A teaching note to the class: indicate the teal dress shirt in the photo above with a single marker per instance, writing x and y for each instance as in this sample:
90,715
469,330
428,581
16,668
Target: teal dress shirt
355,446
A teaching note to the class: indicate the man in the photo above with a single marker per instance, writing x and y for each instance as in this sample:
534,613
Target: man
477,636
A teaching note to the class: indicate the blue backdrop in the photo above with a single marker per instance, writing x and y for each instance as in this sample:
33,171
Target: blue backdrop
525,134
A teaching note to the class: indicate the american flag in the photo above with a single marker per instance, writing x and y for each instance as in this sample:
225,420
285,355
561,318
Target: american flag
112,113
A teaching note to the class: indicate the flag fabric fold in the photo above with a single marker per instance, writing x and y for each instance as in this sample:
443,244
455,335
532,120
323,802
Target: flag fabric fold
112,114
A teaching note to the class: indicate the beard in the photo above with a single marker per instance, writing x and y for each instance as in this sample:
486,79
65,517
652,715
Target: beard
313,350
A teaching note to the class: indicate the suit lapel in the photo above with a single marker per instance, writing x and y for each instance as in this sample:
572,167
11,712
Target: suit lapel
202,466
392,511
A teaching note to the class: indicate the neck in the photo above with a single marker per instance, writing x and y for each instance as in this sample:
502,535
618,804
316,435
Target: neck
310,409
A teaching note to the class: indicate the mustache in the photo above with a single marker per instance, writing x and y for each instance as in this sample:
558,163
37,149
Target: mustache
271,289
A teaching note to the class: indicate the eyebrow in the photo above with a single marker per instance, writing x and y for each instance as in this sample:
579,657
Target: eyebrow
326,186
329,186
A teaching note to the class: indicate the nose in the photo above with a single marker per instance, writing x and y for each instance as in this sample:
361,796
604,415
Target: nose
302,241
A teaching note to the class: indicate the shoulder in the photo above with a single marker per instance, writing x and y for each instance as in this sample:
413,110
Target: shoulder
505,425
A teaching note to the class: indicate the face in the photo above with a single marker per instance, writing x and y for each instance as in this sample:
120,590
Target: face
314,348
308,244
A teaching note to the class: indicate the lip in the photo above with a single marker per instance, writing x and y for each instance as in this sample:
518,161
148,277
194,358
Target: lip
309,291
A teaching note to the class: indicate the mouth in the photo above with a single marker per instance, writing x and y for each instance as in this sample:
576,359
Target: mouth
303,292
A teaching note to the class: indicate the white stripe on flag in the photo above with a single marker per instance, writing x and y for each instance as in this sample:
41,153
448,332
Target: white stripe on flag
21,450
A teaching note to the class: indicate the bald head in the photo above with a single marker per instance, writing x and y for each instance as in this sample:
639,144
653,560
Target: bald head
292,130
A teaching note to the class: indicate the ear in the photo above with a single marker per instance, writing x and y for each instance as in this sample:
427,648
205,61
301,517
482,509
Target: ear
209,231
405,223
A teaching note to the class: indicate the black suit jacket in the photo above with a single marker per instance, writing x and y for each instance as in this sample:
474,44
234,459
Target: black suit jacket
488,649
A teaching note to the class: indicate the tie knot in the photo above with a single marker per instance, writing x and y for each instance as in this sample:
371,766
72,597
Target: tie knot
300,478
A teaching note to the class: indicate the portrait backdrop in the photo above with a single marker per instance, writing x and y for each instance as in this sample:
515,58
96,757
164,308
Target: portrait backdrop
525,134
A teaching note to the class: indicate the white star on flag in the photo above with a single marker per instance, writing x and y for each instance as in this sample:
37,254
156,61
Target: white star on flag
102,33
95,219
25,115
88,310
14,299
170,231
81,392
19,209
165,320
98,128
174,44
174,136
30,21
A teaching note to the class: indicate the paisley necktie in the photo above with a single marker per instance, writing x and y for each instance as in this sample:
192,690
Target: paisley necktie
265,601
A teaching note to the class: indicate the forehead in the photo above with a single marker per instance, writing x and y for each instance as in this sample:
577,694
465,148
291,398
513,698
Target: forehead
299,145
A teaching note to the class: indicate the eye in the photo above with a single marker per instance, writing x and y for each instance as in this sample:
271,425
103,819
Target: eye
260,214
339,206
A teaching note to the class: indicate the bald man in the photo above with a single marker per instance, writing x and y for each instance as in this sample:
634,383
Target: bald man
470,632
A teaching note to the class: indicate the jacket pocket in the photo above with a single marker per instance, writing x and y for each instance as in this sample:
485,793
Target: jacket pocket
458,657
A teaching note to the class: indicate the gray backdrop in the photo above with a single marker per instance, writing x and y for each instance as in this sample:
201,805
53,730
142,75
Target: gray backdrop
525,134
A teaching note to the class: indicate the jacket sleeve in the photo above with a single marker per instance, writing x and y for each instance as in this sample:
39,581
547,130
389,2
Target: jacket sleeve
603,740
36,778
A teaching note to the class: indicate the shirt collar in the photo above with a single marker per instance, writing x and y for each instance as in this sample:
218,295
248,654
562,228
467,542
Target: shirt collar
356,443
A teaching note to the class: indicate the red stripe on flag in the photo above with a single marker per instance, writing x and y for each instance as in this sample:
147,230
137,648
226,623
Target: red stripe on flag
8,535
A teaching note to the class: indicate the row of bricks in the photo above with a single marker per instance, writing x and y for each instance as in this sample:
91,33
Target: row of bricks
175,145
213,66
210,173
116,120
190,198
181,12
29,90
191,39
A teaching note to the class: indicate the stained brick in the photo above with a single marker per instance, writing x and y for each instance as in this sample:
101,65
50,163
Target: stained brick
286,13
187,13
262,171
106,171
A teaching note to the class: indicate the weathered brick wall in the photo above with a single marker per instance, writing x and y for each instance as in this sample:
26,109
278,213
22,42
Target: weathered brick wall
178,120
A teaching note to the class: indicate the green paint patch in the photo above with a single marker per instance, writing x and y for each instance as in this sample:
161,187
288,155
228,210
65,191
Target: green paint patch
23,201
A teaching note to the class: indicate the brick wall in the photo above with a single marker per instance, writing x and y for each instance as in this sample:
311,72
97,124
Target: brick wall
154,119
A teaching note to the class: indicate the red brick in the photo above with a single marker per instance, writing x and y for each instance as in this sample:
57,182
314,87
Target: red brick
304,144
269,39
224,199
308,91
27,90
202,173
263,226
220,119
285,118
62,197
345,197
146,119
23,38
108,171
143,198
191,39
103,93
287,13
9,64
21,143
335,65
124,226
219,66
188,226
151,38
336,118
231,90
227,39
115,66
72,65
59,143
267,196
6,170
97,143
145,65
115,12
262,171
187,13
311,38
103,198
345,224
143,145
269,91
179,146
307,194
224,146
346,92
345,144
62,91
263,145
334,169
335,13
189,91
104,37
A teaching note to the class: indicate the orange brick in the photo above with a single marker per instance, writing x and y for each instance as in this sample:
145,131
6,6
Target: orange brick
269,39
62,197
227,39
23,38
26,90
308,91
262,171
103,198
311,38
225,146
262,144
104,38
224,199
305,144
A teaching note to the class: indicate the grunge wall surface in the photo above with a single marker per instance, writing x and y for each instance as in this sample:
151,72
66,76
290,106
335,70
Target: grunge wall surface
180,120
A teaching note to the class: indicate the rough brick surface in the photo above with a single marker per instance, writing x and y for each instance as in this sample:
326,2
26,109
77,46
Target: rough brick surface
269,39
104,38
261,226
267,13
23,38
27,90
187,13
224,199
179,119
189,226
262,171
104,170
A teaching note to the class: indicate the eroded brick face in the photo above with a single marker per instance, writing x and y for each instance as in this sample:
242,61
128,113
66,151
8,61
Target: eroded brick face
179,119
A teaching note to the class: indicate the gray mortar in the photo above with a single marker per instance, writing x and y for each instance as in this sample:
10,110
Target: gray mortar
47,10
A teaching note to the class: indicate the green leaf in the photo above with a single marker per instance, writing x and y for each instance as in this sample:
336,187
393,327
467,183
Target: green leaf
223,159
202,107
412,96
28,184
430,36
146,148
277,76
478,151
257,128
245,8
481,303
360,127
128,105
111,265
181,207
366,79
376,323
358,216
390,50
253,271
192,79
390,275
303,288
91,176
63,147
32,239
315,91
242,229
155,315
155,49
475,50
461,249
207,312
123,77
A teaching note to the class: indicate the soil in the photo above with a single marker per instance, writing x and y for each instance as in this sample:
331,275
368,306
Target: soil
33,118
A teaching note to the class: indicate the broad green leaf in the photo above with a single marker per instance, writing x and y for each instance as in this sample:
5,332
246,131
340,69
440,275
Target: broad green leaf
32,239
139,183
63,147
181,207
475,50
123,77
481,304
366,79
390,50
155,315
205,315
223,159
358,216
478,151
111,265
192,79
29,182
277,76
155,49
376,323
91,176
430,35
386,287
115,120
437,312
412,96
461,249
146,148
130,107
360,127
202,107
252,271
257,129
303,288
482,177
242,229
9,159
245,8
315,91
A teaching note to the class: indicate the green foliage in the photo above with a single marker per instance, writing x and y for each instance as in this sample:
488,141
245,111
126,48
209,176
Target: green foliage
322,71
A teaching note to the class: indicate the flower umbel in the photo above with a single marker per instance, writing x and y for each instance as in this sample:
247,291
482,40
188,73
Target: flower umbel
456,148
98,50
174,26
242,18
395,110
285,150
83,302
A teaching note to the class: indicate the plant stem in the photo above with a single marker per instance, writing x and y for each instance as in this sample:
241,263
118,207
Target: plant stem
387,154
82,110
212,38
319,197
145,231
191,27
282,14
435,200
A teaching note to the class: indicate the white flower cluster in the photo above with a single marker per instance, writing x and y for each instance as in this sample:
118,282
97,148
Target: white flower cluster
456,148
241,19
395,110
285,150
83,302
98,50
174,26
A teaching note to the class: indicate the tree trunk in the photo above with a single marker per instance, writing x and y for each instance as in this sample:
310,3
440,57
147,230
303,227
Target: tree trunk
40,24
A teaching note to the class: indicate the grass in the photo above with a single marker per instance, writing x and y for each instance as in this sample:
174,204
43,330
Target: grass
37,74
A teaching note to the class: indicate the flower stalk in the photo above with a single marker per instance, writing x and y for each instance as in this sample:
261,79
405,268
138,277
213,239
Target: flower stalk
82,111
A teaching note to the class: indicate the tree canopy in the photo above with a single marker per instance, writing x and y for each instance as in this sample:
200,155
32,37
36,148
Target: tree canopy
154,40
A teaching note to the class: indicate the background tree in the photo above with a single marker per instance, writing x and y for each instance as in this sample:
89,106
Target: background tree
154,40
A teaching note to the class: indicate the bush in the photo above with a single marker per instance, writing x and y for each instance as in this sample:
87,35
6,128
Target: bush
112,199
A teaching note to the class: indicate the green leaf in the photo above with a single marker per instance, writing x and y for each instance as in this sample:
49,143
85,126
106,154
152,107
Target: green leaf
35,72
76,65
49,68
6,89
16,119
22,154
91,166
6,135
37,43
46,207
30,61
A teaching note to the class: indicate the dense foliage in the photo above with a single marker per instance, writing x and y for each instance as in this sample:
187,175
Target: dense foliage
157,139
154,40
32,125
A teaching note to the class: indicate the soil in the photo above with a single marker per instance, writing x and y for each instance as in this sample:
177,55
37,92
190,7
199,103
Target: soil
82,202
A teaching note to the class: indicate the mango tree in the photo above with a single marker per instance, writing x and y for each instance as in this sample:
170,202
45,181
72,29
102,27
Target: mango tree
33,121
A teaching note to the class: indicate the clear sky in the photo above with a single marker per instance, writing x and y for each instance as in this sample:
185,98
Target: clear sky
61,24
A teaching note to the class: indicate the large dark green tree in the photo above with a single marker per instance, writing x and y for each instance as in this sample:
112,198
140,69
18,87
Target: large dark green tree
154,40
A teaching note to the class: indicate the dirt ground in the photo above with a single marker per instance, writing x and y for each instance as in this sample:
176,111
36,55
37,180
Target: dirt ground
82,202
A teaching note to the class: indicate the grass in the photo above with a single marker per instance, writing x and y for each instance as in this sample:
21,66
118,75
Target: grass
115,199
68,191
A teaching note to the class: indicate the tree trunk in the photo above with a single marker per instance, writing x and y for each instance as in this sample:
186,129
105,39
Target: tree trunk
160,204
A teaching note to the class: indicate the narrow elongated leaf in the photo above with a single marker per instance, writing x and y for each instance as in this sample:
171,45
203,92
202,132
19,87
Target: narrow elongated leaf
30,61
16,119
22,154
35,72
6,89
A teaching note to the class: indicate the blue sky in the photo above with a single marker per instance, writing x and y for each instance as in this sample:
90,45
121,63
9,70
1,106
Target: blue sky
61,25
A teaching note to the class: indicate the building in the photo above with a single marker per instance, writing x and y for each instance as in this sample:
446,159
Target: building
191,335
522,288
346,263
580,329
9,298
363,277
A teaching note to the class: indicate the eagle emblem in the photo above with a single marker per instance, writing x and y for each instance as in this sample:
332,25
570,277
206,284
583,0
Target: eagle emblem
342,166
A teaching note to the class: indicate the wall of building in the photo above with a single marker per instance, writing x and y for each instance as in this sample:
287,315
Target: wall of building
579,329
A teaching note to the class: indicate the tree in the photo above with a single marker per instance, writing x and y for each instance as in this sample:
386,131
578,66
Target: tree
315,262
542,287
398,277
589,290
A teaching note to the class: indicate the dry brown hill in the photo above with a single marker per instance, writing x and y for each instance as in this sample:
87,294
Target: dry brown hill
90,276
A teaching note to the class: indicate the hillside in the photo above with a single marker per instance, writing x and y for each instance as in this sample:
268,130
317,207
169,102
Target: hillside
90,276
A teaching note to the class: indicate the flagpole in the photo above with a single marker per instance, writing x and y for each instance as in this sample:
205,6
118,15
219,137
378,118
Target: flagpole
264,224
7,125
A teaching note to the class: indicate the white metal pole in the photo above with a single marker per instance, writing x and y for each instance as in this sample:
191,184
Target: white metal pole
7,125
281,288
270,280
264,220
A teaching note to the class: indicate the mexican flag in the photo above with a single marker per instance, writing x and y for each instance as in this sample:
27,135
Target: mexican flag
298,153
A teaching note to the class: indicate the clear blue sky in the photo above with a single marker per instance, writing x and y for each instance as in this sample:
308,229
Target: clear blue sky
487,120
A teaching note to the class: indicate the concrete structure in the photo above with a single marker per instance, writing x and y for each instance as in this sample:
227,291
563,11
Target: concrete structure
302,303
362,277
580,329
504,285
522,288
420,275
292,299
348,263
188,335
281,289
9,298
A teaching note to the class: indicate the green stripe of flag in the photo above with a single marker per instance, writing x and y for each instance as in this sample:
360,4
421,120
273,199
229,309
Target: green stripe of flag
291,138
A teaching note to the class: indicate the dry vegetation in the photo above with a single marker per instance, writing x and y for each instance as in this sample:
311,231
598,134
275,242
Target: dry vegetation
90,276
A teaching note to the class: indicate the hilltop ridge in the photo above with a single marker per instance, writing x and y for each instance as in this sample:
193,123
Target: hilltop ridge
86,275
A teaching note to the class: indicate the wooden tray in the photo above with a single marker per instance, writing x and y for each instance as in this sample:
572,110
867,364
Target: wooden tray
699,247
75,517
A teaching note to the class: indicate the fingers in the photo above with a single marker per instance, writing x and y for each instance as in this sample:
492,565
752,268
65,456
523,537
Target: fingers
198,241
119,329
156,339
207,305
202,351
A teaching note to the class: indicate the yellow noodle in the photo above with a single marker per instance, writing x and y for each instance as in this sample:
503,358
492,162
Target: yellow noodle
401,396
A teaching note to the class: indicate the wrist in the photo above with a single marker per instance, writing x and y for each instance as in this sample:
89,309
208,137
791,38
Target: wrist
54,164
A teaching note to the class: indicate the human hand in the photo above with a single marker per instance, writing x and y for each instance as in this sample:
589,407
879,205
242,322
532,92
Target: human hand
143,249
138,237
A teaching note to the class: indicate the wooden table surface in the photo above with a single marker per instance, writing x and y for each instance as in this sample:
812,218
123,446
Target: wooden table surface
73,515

WHAT YOU NEED TO DO:
Take the line in which "A teaching note to the class: indicate the dry vegetation" occurs and each subsequent line through the end; give these lines again without alteration.

SOLUTION:
A teaching note to the class: indicate the dry vegetation in the photo above with a single marker per instance, writing x and y for each instance as in this sample:
311,231
598,134
275,242
Target: dry vegetation
90,276
A teaching note to the class: indicate the hilltop ridge in the photo above with a single marker per instance, writing x and y for each instance as in this sample:
193,123
Target: hilltop ridge
86,275
A teaching note to the class: indicate the wooden tray in the photo above with a single marker per instance, writing x and y for each instance as in this sample:
572,110
867,364
Target: wooden tray
699,247
75,517
A teaching note to the class: indicate the fingers in the photo above with a single marker per instance, writing x and y for each instance as in this sample:
492,565
752,268
65,456
523,537
Target: fingers
198,241
119,329
156,339
207,305
202,351
A teaching note to the class: indicate the yellow noodle in the photo above with a single marker per instance, writing x and y for each instance as in this sample:
503,358
492,162
Target: yellow noodle
401,396
A teaching note to the class: indicate the wrist in the photo above with a single marker per instance, writing x and y for each instance as in this sample:
89,309
208,137
791,38
Target: wrist
54,164
A teaching note to the class: indicate the human hand in the photo above with a single marker per instance, writing x and y for each instance as in this sample:
589,407
879,205
242,322
532,92
Target: human hand
143,249
138,237
A teaching note to the class: indicate the wooden table surface in the photo above with a single marker per instance, writing x and y for each instance as in this sample:
812,218
123,446
Target: wooden table surface
73,515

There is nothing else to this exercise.